▸ Exercise brief
Copy the lines word for word, beginning at the line that has "Check that each instance of the cat's leg" and continuing through the last line.

▸ Raw records
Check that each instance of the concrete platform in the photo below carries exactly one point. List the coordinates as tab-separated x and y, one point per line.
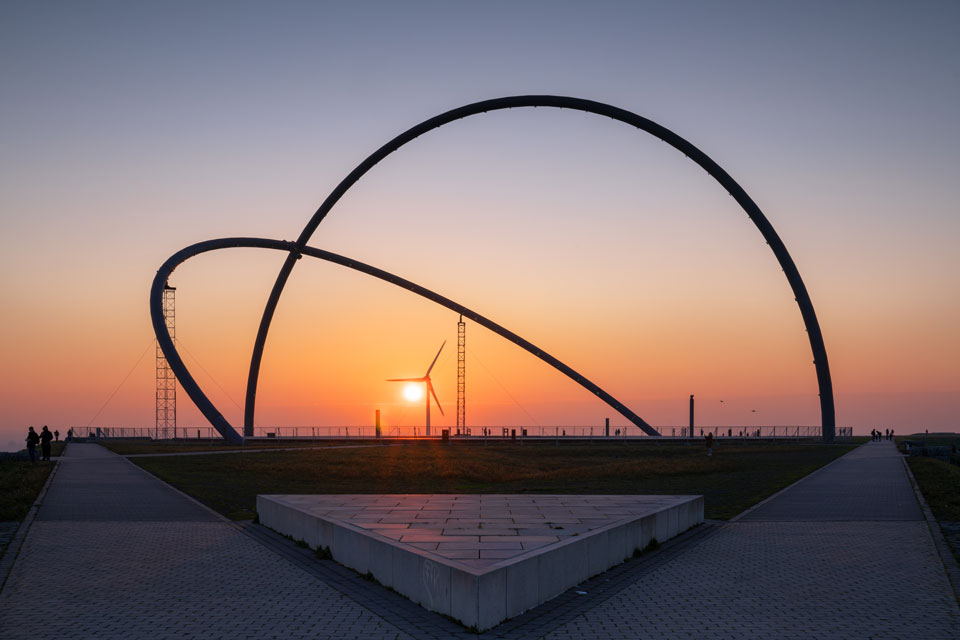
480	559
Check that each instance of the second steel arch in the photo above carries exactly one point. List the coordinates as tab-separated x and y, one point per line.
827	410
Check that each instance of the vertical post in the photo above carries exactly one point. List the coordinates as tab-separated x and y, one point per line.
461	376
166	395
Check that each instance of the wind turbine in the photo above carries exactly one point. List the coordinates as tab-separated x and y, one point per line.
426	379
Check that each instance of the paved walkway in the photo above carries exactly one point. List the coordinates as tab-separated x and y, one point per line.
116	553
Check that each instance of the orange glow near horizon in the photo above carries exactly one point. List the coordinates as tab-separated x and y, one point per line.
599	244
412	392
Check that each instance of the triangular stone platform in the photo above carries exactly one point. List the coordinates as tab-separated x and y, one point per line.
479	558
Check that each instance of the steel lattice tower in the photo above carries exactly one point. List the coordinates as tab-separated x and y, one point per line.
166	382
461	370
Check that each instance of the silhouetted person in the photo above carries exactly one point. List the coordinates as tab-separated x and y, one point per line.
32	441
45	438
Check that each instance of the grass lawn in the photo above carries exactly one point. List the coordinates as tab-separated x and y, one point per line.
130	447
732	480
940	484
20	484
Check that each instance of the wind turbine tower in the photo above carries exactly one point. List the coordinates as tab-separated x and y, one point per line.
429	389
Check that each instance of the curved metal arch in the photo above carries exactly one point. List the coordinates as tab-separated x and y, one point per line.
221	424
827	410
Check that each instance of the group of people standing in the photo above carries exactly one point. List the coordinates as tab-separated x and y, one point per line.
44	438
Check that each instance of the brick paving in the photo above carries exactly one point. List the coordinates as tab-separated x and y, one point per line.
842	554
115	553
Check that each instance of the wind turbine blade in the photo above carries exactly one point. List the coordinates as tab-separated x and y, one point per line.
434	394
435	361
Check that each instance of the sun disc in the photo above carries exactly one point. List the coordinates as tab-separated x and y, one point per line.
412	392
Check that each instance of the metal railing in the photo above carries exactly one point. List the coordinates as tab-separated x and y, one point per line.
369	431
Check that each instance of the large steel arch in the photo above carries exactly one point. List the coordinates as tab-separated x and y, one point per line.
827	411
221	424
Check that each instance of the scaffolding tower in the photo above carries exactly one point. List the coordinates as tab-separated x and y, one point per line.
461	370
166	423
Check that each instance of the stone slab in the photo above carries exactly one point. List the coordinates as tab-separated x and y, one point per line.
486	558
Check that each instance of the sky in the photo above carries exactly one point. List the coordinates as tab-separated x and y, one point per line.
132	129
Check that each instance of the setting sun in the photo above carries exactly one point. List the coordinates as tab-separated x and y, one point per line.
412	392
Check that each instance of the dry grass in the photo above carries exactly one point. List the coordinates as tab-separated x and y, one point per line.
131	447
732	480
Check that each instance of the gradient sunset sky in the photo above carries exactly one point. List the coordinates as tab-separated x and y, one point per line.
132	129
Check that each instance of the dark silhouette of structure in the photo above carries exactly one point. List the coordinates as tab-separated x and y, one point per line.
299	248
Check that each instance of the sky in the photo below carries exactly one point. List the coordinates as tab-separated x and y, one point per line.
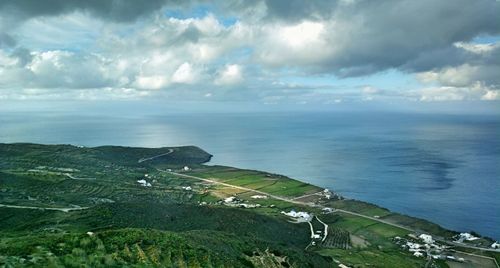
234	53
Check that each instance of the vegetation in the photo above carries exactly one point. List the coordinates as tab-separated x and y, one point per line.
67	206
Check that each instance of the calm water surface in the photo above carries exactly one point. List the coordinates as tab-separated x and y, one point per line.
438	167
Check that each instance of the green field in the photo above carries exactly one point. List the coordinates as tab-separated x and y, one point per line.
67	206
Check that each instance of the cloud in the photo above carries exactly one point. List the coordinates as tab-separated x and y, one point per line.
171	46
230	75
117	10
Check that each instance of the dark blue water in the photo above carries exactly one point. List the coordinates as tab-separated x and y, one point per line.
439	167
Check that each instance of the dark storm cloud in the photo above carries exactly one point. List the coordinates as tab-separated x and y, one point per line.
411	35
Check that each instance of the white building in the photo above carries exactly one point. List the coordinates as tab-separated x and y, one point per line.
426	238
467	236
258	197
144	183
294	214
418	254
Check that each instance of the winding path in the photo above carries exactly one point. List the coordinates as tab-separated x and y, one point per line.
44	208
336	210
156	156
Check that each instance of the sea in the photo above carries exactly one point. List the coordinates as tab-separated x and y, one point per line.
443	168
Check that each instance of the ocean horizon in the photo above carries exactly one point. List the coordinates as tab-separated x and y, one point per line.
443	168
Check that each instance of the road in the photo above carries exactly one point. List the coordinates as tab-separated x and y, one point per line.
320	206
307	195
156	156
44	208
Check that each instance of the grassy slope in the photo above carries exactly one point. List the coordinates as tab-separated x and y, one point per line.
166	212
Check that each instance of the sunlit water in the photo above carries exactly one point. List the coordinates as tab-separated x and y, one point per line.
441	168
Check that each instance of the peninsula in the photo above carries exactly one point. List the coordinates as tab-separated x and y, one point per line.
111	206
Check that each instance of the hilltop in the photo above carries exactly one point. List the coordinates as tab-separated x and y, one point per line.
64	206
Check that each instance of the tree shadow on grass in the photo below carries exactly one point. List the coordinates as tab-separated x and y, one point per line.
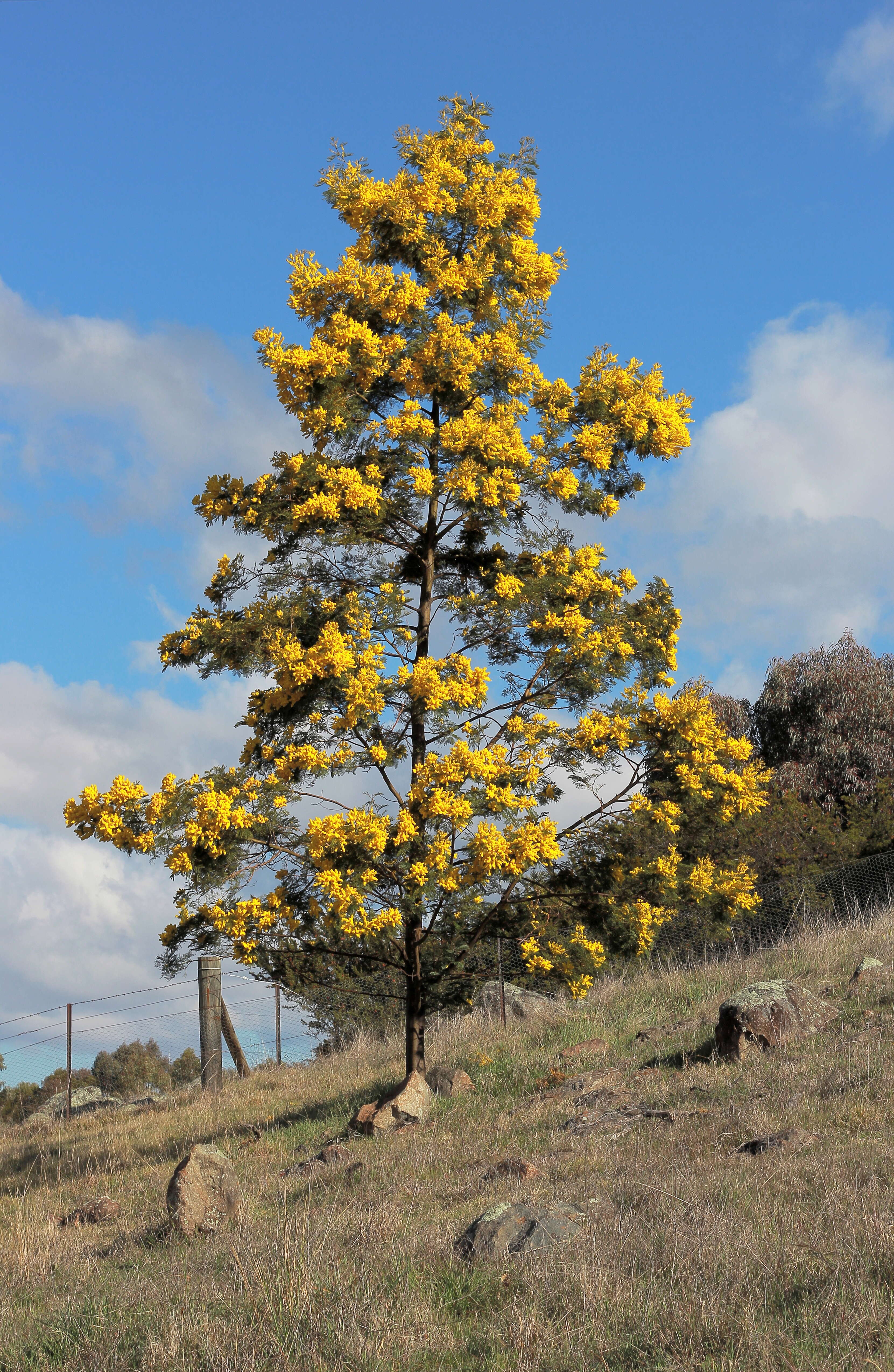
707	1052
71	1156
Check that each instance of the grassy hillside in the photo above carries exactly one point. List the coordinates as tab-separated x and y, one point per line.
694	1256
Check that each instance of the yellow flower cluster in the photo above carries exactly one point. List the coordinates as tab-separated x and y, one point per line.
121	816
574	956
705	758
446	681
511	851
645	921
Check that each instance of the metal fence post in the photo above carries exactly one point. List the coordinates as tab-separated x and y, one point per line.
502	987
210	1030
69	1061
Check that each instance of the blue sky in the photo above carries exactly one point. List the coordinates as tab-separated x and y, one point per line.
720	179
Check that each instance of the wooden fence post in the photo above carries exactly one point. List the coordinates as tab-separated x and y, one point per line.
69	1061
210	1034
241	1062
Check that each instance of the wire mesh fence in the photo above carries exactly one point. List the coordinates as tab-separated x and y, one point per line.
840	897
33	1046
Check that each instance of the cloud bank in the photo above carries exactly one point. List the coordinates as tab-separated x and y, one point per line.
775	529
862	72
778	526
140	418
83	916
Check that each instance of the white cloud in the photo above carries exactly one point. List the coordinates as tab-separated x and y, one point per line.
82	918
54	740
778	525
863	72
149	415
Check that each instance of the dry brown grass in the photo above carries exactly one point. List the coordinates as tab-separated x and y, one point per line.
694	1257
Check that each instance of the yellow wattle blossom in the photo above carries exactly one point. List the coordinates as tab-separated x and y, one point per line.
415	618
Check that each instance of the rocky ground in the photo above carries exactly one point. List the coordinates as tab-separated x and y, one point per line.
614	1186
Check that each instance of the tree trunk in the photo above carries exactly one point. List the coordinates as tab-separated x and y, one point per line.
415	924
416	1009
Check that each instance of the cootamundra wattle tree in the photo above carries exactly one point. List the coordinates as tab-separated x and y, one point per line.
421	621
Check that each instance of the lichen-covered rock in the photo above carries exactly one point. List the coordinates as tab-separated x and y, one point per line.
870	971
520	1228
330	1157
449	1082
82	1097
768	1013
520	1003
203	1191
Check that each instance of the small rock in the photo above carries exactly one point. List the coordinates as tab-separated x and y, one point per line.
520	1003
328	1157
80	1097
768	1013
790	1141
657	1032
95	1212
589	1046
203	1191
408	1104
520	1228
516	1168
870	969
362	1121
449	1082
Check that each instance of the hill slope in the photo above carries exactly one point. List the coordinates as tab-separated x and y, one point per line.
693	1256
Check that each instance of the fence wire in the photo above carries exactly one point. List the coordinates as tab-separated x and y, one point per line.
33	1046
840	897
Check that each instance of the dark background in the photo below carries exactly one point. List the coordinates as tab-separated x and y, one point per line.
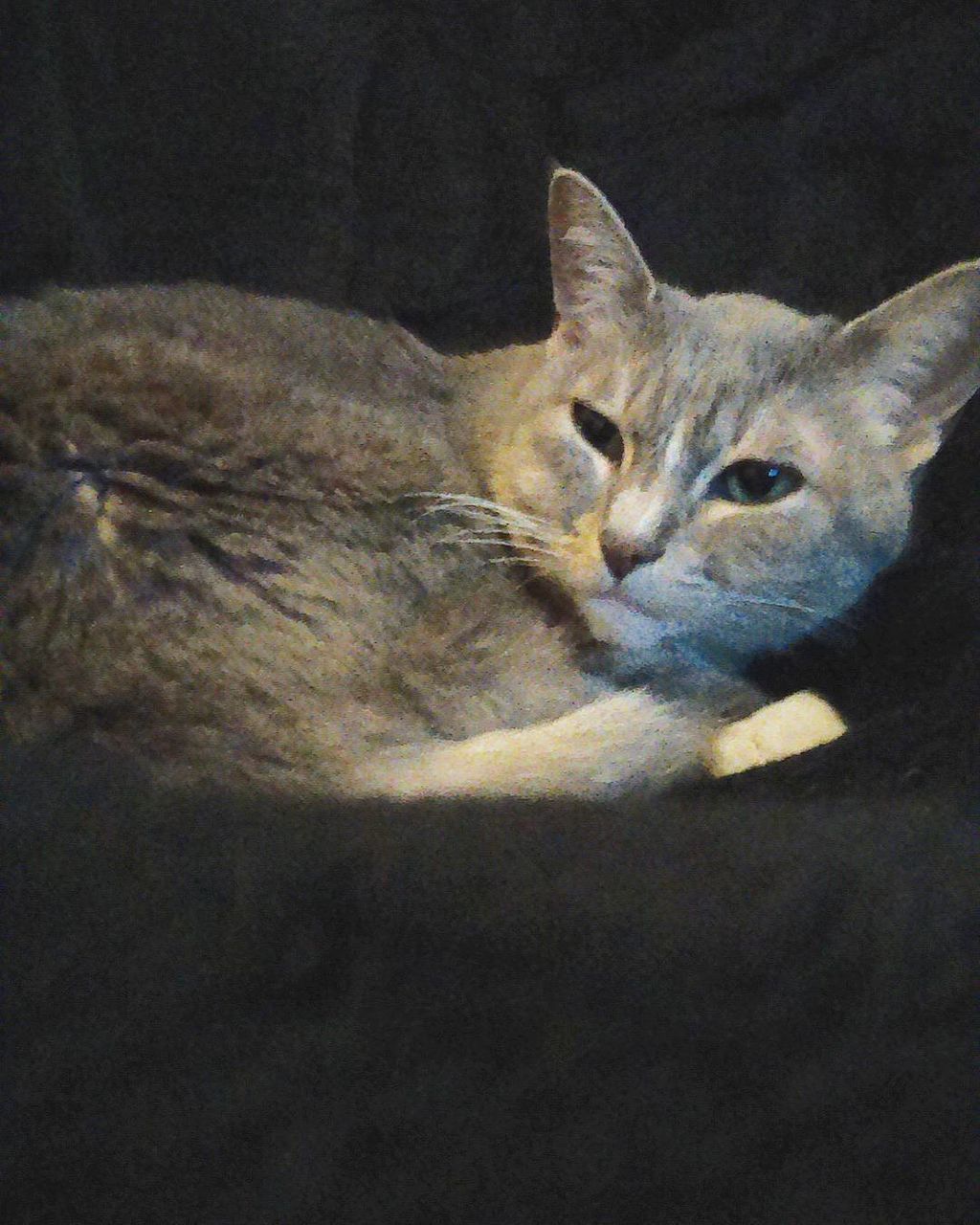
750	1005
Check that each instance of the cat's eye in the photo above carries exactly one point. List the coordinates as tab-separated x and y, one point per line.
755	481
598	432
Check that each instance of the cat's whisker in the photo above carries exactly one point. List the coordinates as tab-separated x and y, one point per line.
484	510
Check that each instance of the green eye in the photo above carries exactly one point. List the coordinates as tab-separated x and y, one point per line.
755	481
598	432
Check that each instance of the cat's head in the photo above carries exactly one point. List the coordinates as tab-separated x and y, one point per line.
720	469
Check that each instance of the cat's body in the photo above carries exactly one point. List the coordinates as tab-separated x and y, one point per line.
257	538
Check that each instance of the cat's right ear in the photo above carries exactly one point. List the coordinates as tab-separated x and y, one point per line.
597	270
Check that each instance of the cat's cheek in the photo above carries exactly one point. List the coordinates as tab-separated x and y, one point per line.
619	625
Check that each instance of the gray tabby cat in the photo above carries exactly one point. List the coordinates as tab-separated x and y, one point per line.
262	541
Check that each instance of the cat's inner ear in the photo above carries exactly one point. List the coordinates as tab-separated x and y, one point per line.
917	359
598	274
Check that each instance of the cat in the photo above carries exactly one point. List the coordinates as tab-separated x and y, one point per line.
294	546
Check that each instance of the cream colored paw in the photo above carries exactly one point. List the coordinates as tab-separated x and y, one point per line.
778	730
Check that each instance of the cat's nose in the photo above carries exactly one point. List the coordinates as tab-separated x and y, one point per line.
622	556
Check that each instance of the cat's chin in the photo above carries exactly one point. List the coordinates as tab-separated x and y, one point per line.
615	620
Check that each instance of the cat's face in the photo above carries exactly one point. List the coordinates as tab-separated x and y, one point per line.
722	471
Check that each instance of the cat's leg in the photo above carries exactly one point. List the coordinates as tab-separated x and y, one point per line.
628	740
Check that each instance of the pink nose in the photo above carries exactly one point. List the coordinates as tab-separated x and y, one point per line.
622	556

▸ Response
Check that each instance of the cat's leg in the photo above carries exactly one point. List the coordinates as tab-separated x and y, one point per line.
628	740
Check that each instance of the pink nose in the photo above carries exactly one point. List the coordinates as tab-separated x and y, one point per line.
622	556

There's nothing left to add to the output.